### Source document
Neoadjuvant Imatinib Therapy in Rectal Gastrointestinal Stromal Tumors: A Comprehensive Narrative Review of Tumor Downsizing, Sphincter Preservation, Transanal Surgical Platforms, Functional Outcomes, and Survival.
Raja Naga Praneeth NP, Kandagari Nagapavani N
Rectal gastrointestinal stromal tumors (GISTs) represent approximately 5-8.5% of all GISTs and pose unique surgical challenges due to the confined pelvic anatomy and proximity to the anal sphincter complex. Historically, radical surgery - including abdominoperineal resection (APR) or pelvic exenteration - was frequently required for complete tumor clearance, resulting in permanent colostomy and significant functional morbidity. The introduction of imatinib mesylate, a selective tyrosine kinase inhibitor (TKI) targeting KIT and PDGFRA, has fundamentally transformed the management of rectal GIST. Neoadjuvant imatinib therapy achieves significant tumor downsizing (25-46% reduction), reduces mitotic activity, and enables sphincter-preserving surgery in patients who would otherwise require radical resection. The concurrent evolution of transanal endoscopic platforms - including transanal endoscopic microsurgery (TEM), transanal minimally invasive surgery (TAMIS), and robotic TAMIS (R-TAMIS) - has further expanded the possibilities for organ preservation, achieving R0 resection rates of 89-100% with favorable functional outcomes and preserved fecal continence. Emerging evidence also suggests improvements in distant recurrence-free survival, disease-specific survival, and overall survival compared with upfront surgery. This comprehensive narrative review examines the rationale, efficacy, response assessment, surgical implications, the role of transanal surgical platforms, functional outcomes, quality of life, survival outcomes, and current guideline recommendations for neoadjuvant imatinib in rectal GIST.

### Supplied data
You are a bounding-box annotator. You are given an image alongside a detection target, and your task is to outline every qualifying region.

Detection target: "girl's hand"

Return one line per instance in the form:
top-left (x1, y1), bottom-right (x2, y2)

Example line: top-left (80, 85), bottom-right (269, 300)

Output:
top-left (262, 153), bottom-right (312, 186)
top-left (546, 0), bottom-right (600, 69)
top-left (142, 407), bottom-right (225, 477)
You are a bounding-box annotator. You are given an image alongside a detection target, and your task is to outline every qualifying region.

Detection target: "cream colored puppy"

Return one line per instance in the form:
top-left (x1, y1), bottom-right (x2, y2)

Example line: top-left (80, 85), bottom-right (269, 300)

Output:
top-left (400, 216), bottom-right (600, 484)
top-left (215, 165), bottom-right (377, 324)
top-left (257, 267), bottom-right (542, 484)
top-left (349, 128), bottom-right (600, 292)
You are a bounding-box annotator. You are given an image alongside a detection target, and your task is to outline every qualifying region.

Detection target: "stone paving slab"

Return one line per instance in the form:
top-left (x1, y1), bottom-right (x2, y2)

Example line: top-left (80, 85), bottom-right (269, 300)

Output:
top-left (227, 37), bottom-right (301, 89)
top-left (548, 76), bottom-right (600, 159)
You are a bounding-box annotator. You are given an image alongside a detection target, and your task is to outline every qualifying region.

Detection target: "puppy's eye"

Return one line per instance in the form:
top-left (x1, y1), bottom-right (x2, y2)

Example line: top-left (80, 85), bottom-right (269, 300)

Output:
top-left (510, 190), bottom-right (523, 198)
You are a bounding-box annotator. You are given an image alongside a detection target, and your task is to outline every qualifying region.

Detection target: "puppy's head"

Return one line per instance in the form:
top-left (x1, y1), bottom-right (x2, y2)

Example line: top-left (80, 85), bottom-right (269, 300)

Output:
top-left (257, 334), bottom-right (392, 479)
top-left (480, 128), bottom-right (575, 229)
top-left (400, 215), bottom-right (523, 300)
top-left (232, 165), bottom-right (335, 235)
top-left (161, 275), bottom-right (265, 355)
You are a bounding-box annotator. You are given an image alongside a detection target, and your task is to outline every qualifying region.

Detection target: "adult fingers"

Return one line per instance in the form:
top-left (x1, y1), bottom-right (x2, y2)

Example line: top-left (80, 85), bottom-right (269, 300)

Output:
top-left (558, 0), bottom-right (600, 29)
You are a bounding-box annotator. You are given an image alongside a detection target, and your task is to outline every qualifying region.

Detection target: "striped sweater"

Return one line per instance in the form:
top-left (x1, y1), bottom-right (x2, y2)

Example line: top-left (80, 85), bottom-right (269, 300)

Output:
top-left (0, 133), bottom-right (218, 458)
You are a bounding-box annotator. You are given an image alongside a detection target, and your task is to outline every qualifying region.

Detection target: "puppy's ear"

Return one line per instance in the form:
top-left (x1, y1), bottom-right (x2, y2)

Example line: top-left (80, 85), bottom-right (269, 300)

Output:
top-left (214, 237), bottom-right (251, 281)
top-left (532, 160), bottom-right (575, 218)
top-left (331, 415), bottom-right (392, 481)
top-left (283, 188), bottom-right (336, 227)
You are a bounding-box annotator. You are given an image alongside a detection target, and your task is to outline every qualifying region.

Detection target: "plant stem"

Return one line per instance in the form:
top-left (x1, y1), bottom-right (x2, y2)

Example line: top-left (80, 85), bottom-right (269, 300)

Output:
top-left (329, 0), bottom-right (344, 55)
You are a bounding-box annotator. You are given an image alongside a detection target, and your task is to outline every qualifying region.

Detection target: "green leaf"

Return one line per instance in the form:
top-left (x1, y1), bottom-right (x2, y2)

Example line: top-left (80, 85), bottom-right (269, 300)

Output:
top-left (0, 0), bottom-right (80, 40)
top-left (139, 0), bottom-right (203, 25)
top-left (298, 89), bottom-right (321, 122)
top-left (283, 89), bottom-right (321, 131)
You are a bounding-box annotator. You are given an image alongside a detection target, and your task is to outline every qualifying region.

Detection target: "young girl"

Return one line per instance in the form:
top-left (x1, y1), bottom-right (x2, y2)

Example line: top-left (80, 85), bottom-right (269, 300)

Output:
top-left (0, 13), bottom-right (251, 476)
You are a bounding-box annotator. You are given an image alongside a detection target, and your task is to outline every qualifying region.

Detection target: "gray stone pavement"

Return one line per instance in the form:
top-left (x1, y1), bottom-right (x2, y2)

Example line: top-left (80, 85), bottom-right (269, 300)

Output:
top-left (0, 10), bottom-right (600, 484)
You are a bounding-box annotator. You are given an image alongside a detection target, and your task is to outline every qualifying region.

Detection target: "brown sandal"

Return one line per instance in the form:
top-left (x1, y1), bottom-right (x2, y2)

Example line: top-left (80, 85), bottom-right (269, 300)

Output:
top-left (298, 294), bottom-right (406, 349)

### What you need to do
According to the abstract on neoadjuvant imatinib in rectal GIST, what range of R0 resection rates do transanal endoscopic platforms achieve?

### Solution to the exercise
89-100%